#### BRIEF:
In this exercise, reproduce all the entries that follow exactly.

Object point labels:
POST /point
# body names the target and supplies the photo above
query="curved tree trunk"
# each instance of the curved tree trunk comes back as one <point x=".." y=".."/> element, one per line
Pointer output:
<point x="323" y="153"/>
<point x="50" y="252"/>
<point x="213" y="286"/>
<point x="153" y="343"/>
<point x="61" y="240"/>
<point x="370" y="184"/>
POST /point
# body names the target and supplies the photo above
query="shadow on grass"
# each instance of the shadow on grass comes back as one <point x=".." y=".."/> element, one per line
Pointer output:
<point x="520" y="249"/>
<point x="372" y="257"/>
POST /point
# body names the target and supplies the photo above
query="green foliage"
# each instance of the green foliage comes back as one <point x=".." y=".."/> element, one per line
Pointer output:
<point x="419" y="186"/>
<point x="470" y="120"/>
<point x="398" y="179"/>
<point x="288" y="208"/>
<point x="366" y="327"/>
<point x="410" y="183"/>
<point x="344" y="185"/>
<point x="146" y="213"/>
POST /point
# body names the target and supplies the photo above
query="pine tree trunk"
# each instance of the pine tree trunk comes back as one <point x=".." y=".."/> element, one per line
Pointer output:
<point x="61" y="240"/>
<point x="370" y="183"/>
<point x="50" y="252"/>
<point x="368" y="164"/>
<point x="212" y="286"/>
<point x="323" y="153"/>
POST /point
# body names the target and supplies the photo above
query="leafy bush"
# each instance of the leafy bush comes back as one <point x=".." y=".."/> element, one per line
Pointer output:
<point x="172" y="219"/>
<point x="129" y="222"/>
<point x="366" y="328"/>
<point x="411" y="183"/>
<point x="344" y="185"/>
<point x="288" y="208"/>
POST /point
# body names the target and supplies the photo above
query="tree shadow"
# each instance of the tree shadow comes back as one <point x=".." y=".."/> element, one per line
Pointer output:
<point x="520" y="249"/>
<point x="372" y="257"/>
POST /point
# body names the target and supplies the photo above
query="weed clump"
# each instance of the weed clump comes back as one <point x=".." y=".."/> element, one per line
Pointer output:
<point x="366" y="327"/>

#### ANSWER FOR THE TASK:
POST /point
# body names the target and supplies the photo above
query="curved tree trunk"
# each instance of the curved tree trunk comes back as one <point x=".." y=".."/> element, one per line
Pointer output:
<point x="323" y="153"/>
<point x="50" y="252"/>
<point x="213" y="286"/>
<point x="153" y="343"/>
<point x="61" y="240"/>
<point x="370" y="184"/>
POST /point
# body names the target and supplies the photo above
query="shadow on grass"
# each instance of the shadow on grass comes back as one <point x=".." y=".."/> element, one per line
Pointer output:
<point x="520" y="249"/>
<point x="372" y="257"/>
POST /point
# body names the target and supplies the photo above
query="green foliage"
# each instance of the green foliage comes back as one <point x=".." y=".."/> element, one per line
Pointer output:
<point x="419" y="186"/>
<point x="470" y="120"/>
<point x="398" y="179"/>
<point x="288" y="208"/>
<point x="366" y="327"/>
<point x="410" y="183"/>
<point x="344" y="185"/>
<point x="146" y="213"/>
POST /point
# body names the target and supplies the photo above
query="pine tree trunk"
# each instance of the pine tree trunk comes back as one <point x=".." y=".."/> element, one per line
Pointer output:
<point x="61" y="240"/>
<point x="370" y="183"/>
<point x="50" y="252"/>
<point x="368" y="164"/>
<point x="212" y="286"/>
<point x="323" y="153"/>
POST /point
# body names the target and supplies the photo above
query="leafy bush"
# each instance of the leafy bush comes back as one <point x=".." y=".."/> element, one per line
Pointer output:
<point x="172" y="219"/>
<point x="129" y="222"/>
<point x="366" y="328"/>
<point x="411" y="183"/>
<point x="344" y="185"/>
<point x="288" y="208"/>
POST /point
# body names the target and supplies the photo above
query="tree shadow"
# each instance of the tree shadow comes back as one <point x=".." y=".."/> element, one per line
Pointer output:
<point x="520" y="249"/>
<point x="372" y="257"/>
POST /point
# body names the target and supplies the photo above
query="weed clump"
# each instance of the weed clump comes back as one <point x=".." y=".."/> element, one per line
Pointer output:
<point x="366" y="327"/>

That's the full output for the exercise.